Task material:
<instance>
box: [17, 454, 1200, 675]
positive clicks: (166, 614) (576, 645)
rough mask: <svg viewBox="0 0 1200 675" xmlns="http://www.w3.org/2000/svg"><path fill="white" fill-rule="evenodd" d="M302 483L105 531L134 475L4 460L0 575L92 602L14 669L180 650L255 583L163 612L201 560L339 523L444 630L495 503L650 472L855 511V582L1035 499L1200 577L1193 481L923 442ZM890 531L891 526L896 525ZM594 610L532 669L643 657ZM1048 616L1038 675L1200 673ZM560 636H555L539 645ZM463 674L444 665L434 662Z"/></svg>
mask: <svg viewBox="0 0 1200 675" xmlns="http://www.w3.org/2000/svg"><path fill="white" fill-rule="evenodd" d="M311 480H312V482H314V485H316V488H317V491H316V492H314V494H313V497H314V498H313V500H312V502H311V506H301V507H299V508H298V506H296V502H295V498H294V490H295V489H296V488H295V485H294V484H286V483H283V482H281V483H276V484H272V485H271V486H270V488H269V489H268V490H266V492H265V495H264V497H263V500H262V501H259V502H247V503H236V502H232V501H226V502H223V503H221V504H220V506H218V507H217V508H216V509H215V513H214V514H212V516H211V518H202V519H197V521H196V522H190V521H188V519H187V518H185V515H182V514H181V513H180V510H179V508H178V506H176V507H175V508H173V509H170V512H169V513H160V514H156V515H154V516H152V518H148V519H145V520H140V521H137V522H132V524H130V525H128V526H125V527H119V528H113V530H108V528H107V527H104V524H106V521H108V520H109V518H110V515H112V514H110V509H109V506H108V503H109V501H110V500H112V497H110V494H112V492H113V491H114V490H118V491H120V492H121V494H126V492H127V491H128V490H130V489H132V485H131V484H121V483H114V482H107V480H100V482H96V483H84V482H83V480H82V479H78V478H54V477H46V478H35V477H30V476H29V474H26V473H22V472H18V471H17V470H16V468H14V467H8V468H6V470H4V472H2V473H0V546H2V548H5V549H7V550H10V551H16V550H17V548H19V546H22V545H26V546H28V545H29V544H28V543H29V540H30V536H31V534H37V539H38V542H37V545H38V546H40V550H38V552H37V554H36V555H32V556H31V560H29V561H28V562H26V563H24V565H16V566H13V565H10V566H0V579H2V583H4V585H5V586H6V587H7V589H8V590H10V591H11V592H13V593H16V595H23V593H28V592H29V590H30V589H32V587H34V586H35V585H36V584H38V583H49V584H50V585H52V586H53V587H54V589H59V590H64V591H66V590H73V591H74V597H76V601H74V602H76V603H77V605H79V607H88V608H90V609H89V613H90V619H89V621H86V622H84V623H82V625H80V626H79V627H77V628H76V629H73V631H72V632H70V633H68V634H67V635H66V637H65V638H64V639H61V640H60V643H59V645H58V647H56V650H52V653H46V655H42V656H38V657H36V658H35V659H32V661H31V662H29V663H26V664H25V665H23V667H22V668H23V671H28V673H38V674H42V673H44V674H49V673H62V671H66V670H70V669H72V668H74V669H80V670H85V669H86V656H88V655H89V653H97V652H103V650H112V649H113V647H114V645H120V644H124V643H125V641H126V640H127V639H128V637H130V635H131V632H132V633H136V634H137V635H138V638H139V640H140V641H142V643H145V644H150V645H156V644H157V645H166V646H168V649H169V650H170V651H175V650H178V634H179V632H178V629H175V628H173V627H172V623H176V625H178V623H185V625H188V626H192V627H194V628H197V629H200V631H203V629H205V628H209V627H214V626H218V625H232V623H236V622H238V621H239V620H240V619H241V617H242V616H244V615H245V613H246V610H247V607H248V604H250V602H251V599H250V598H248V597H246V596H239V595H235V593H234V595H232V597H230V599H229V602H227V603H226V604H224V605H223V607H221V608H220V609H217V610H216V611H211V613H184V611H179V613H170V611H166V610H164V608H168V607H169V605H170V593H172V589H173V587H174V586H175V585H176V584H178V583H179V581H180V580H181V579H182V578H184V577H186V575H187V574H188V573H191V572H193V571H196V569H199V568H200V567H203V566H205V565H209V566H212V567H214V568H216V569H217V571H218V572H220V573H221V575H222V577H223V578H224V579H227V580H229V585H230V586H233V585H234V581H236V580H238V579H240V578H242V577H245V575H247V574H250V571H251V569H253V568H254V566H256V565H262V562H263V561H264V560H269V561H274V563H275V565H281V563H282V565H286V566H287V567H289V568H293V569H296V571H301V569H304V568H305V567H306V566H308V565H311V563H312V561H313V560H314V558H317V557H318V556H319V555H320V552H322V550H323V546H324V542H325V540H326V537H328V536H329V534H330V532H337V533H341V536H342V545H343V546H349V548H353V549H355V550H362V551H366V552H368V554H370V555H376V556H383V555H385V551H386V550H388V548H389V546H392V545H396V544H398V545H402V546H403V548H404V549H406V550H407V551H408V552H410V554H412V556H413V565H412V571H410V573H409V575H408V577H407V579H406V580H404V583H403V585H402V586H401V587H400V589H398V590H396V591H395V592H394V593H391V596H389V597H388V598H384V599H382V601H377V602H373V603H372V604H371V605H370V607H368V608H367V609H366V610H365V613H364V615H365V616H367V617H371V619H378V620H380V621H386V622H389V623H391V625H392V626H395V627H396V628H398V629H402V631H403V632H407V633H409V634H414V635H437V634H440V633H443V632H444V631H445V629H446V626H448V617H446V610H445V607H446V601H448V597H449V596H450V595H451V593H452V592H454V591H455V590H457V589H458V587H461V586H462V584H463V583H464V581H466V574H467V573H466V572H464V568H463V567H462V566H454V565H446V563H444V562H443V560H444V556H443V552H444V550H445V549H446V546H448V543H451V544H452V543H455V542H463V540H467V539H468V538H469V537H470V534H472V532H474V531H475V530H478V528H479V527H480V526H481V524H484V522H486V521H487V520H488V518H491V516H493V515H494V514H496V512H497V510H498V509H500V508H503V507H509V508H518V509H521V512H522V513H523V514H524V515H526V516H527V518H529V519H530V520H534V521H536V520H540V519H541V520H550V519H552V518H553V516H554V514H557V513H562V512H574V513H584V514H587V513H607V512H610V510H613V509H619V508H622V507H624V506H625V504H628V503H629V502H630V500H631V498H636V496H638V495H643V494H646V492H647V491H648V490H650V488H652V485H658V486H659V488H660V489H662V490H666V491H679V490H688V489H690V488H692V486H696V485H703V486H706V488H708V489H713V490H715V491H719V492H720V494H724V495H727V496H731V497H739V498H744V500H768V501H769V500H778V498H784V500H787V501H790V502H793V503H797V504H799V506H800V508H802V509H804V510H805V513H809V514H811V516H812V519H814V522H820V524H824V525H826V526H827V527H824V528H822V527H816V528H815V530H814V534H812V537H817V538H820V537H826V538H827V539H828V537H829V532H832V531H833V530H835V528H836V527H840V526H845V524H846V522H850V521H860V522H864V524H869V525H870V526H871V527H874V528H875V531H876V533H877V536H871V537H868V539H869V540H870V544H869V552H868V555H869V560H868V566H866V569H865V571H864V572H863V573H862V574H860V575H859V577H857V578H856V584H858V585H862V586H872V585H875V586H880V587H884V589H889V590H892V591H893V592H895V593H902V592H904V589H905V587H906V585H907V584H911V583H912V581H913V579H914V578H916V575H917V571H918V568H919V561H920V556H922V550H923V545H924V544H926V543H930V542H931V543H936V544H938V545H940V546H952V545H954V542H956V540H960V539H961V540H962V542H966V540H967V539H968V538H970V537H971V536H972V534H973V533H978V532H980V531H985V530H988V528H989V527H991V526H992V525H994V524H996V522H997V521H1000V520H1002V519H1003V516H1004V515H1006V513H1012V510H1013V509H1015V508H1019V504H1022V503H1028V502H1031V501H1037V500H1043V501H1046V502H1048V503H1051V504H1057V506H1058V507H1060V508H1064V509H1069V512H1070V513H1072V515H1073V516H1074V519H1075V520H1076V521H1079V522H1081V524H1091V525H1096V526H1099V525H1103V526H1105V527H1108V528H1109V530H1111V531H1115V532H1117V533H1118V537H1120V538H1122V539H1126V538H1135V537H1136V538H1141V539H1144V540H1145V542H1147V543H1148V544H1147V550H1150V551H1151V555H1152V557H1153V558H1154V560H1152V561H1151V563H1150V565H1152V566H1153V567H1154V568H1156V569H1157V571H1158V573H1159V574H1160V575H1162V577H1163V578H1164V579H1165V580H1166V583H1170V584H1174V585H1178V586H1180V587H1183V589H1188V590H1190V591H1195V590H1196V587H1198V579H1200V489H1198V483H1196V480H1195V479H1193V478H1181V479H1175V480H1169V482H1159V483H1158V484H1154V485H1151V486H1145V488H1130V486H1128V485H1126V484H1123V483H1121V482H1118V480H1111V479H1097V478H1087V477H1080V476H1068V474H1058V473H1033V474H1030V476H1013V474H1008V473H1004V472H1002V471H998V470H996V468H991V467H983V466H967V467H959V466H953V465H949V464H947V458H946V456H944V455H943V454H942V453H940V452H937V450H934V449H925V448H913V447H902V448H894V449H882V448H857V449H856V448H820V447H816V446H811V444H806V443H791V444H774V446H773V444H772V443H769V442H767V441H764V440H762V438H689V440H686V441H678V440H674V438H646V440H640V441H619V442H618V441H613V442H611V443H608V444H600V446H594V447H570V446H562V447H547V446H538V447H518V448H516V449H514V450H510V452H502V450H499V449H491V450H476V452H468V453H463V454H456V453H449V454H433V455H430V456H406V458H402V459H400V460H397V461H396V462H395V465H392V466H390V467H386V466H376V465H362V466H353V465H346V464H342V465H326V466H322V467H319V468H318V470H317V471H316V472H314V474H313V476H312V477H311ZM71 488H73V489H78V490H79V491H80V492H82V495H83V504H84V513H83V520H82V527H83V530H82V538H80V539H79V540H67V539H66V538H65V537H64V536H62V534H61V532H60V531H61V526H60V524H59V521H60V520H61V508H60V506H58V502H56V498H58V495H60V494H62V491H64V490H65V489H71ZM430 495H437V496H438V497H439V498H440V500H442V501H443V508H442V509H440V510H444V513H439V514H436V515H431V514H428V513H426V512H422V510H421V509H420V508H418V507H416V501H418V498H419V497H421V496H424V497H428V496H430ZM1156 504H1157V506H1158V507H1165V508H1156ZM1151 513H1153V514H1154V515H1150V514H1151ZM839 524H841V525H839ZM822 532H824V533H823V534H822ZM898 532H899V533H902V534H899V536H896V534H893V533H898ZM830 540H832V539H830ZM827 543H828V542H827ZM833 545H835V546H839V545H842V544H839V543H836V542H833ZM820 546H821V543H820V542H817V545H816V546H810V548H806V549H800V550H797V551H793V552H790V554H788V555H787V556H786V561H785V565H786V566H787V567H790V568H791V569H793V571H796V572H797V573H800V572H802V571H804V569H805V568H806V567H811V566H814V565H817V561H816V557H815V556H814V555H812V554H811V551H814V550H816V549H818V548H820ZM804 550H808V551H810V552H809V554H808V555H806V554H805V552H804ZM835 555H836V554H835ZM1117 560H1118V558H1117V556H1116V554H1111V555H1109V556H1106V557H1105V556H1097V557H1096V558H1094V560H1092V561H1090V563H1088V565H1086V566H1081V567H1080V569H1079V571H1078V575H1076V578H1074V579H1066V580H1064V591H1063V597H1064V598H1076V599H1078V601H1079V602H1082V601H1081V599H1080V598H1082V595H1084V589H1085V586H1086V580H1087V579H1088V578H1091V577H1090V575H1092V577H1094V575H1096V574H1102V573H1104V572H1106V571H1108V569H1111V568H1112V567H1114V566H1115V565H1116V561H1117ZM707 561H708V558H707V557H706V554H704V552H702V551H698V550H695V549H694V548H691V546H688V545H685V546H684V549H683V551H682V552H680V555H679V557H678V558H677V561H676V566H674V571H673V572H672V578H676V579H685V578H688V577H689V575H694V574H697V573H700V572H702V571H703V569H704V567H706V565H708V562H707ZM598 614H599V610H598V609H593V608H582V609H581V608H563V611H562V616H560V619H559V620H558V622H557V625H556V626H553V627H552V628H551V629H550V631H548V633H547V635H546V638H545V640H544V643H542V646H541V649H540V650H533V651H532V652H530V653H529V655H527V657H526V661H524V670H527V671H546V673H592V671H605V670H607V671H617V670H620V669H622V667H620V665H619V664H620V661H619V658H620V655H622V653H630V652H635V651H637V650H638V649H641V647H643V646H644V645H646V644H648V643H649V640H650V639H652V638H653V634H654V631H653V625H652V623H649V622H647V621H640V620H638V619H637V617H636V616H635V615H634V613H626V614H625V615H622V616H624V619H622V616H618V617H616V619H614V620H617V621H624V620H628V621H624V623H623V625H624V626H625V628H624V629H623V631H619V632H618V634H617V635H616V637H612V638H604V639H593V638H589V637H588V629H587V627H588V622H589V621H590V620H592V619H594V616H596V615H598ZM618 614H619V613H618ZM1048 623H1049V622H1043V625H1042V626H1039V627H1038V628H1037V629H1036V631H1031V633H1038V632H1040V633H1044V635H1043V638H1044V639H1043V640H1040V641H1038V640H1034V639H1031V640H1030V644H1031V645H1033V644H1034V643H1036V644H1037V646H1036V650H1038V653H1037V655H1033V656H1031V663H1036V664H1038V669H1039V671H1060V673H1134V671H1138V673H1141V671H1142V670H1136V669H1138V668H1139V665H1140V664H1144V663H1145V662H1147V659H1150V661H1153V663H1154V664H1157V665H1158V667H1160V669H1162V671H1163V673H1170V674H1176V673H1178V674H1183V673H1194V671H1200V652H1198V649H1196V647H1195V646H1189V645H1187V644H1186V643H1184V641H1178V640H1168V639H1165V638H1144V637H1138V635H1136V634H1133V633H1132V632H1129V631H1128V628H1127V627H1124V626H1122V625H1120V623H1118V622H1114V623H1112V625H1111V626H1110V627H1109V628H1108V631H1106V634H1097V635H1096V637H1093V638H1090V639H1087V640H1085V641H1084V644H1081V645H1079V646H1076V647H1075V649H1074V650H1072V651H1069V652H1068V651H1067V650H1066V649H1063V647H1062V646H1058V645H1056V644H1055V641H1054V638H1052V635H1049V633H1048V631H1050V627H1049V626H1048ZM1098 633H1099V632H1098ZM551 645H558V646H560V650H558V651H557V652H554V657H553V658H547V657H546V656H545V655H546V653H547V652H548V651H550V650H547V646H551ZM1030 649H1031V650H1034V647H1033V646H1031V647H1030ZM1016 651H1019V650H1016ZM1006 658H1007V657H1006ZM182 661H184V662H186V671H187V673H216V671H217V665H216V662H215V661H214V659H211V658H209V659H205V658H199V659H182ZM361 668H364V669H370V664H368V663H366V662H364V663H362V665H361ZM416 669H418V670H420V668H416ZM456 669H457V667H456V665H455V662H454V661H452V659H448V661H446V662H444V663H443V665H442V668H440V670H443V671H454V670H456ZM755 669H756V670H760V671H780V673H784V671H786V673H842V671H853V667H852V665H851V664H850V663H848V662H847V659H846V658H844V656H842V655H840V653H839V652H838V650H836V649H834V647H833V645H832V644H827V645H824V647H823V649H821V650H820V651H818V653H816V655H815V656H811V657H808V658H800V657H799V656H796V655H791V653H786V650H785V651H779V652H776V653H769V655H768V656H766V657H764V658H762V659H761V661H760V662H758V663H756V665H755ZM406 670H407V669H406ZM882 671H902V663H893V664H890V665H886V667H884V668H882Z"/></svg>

Work instruction:
Stop after the line containing "positive clicks: (166, 614) (576, 645)": print exactly the lines from the start of the entries above up to it, that line included.

Exercise answer:
<instance>
box: [17, 454, 1200, 675]
positive clicks: (166, 614) (576, 645)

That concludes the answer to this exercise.